### Materiale fornito
|---|

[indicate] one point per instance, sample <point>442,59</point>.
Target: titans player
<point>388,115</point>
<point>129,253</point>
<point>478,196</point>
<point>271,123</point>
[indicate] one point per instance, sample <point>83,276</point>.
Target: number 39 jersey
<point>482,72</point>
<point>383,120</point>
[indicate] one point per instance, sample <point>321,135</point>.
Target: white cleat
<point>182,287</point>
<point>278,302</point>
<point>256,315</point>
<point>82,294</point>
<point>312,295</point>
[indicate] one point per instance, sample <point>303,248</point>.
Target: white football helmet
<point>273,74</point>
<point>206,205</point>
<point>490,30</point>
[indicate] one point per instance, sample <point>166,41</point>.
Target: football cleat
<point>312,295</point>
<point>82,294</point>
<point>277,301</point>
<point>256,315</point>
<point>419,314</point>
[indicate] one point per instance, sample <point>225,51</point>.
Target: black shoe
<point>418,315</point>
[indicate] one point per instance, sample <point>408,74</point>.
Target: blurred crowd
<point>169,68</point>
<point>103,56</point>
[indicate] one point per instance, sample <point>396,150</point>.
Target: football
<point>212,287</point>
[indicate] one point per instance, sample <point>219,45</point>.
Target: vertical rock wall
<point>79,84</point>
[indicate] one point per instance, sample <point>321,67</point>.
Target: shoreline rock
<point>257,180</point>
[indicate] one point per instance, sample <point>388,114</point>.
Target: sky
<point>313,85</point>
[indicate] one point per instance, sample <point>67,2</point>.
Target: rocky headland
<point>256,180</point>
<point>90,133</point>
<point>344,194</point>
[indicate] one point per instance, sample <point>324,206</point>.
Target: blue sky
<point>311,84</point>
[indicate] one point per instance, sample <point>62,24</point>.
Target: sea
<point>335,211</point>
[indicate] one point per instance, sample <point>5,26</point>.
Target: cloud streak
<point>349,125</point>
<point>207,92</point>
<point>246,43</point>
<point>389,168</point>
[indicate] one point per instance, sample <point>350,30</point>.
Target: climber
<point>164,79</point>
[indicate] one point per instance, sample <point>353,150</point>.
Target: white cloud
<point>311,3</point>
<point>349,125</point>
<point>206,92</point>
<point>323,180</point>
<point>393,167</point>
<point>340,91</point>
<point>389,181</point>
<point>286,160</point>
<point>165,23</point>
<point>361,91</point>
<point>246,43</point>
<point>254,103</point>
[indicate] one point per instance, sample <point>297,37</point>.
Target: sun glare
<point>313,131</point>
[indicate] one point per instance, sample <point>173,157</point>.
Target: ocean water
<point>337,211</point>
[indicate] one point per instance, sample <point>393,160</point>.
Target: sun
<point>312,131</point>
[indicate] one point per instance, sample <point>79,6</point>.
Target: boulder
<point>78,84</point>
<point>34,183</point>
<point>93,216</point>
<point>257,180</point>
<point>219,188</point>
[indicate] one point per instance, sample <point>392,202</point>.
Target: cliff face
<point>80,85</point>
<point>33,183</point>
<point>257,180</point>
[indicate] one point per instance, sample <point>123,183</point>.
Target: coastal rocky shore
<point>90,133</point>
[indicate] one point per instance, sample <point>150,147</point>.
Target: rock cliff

|---|

### Cosa fare
Riscrivi tutte le righe qui sopra sostituendo "boulder" con "stone" e lasciando invariato tutto il resto.

### Risposta
[indicate] one point per instance, sample <point>442,59</point>.
Target: titans player
<point>388,115</point>
<point>129,253</point>
<point>478,196</point>
<point>271,123</point>
[indicate] one point per instance, sample <point>83,276</point>.
Target: number 39 jersey
<point>482,72</point>
<point>383,120</point>
[indicate] one point per instance, sample <point>321,135</point>.
Target: white cleat
<point>182,287</point>
<point>278,302</point>
<point>256,315</point>
<point>82,294</point>
<point>312,295</point>
[indicate] one point per instance, sample <point>303,248</point>.
Target: white football helmet
<point>273,74</point>
<point>206,205</point>
<point>490,30</point>
[indicate] one point per instance, sample <point>166,41</point>.
Target: football cleat
<point>312,295</point>
<point>82,294</point>
<point>277,301</point>
<point>256,315</point>
<point>419,314</point>
[indicate] one point per instance, sample <point>225,51</point>.
Target: black shoe
<point>418,315</point>
[indicate] one point per instance, sample <point>408,74</point>.
Target: blurred crowd
<point>169,68</point>
<point>103,56</point>
[indicate] one point per instance, sample <point>396,150</point>.
Target: football
<point>212,287</point>
[indicate] one point per instance, sample <point>219,45</point>.
Target: vertical rock wall
<point>79,84</point>
[indicate] one point per instance, sample <point>321,67</point>.
Target: shoreline rock
<point>257,180</point>
[indicate] one point per instance, sample <point>388,114</point>.
Target: sky
<point>313,85</point>
[indicate] one point per instance, sample <point>67,2</point>.
Target: rocky headland
<point>256,180</point>
<point>90,133</point>
<point>344,194</point>
[indicate] one point per instance, sample <point>324,206</point>.
Target: blue sky
<point>311,84</point>
[indicate] one point per instance, sample <point>62,24</point>.
Target: sea
<point>335,211</point>
[indicate] one point per instance, sample <point>5,26</point>.
Target: cloud streak
<point>349,125</point>
<point>207,92</point>
<point>246,43</point>
<point>389,168</point>
[indicate] one point per instance, sample <point>350,30</point>.
Target: climber
<point>164,79</point>
[indicate] one point per instance, sample <point>353,150</point>.
Target: white cloud
<point>311,3</point>
<point>349,125</point>
<point>206,92</point>
<point>323,180</point>
<point>393,167</point>
<point>340,91</point>
<point>389,181</point>
<point>286,160</point>
<point>165,23</point>
<point>361,91</point>
<point>246,43</point>
<point>254,103</point>
[indicate] one point per instance, sample <point>297,37</point>.
Target: sun glare
<point>313,131</point>
[indicate] one point per instance, sample <point>173,157</point>.
Target: ocean water
<point>337,211</point>
[indicate] one point per instance, sample <point>393,160</point>.
Target: sun
<point>312,131</point>
[indicate] one point per instance, sample <point>79,6</point>.
Target: stone
<point>78,84</point>
<point>34,183</point>
<point>93,216</point>
<point>257,180</point>
<point>219,188</point>
[indicate] one point per instance, sample <point>392,202</point>.
Target: cliff face
<point>80,85</point>
<point>33,183</point>
<point>257,180</point>
[indicate] one point per instance, sample <point>123,183</point>.
Target: coastal rocky shore
<point>90,133</point>
[indicate] one point per instance, sample <point>150,147</point>.
Target: rock cliff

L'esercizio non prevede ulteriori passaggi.